▸ **What is needed**
Put the lines of the entries below, from the line containing "For the benchmark, mark every instance of the cloudy" through the end of the entries, into a JSON list of strings with one string per line and blank lines left out.

▼

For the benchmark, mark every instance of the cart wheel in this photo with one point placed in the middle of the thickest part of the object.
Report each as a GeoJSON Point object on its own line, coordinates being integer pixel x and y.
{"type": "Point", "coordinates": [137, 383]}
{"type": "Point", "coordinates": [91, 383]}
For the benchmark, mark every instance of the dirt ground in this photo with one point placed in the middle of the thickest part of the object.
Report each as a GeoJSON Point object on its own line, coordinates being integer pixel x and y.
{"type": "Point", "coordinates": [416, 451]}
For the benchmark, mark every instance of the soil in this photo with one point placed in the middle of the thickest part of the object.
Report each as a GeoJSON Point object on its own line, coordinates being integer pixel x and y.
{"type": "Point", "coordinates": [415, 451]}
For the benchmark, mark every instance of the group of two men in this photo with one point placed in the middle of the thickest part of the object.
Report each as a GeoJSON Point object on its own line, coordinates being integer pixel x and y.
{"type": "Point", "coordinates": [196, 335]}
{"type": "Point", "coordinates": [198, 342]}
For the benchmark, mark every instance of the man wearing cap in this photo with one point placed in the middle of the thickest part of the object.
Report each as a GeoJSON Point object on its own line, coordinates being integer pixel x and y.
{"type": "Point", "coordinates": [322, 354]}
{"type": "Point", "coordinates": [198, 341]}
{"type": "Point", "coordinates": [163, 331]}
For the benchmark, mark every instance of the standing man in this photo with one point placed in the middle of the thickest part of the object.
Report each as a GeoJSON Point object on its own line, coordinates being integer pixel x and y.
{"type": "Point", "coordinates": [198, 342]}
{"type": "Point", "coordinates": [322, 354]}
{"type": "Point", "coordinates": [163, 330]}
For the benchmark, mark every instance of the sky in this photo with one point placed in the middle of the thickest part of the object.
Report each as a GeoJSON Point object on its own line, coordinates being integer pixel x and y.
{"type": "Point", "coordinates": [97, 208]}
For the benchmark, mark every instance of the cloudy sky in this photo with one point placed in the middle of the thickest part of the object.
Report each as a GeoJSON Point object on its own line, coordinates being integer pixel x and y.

▲

▸ **Completed exercise**
[
  "For the benchmark, mark every instance of the cloudy sky in this photo with one point placed in the middle of the thickest part of the object.",
  "Report each as a GeoJSON Point object on its own line, coordinates being integer pixel x and y."
]